> [Travail demandé] Restituez mot pour mot le passage de l'extrait sur la jeunesse de Louis Mouillard, en commençant par « En 1847, Louis » et en allant jusqu'à « une longue rêverie. ».

> [Extrait du texte]
────────────────

En 1847, Louis semble se reconcilier avec l’étude. Il remporte le deuxième prix de zoologie et le deuxième prix de dessin, première manifestation précise des goûts futurs de notre ornithologue. Dans les deux années qui suivent, les études sont plus troublées : la Révolution sévit. Louis Mouillard passe la plupart de son temps à la maison avec ses frères et ses sœurs. Le père a loué un grand grenier en haut de la maison de la Place Neuve des Carmes, et on y envoie jouer les enfants. Louis montre déjà une ambition très résolue, celle de voler comme les oiseaux, la vue d’une hirondelle l’ayant plongé dans une longue rêverie.

« J’avais quinze ans — écrira-t-il en tête de l’Empire de l’Air — quand le hasard voulut qu’un oiseau produisit devant moi une évolution qui fut pour moi une révélation. »

────────────────

> [Données recueillies]
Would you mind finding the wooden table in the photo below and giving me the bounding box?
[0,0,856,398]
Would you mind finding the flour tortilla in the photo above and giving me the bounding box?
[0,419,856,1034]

────────────────

> [Résultat complet]
En 1847, Louis semble se reconcilier avec l’étude. Il remporte le deuxième prix de zoologie et le deuxième prix de dessin, première manifestation précise des goûts futurs de notre ornithologue. Dans les deux années qui suivent, les études sont plus troublées : la Révolution sévit. Louis Mouillard passe la plupart de son temps à la maison avec ses frères et ses sœurs. Le père a loué un grand grenier en haut de la maison de la Place Neuve des Carmes, et on y envoie jouer les enfants. Louis montre déjà une ambition très résolue, celle de voler comme les oiseaux, la vue d’une hirondelle l’ayant plongé dans une longue rêverie.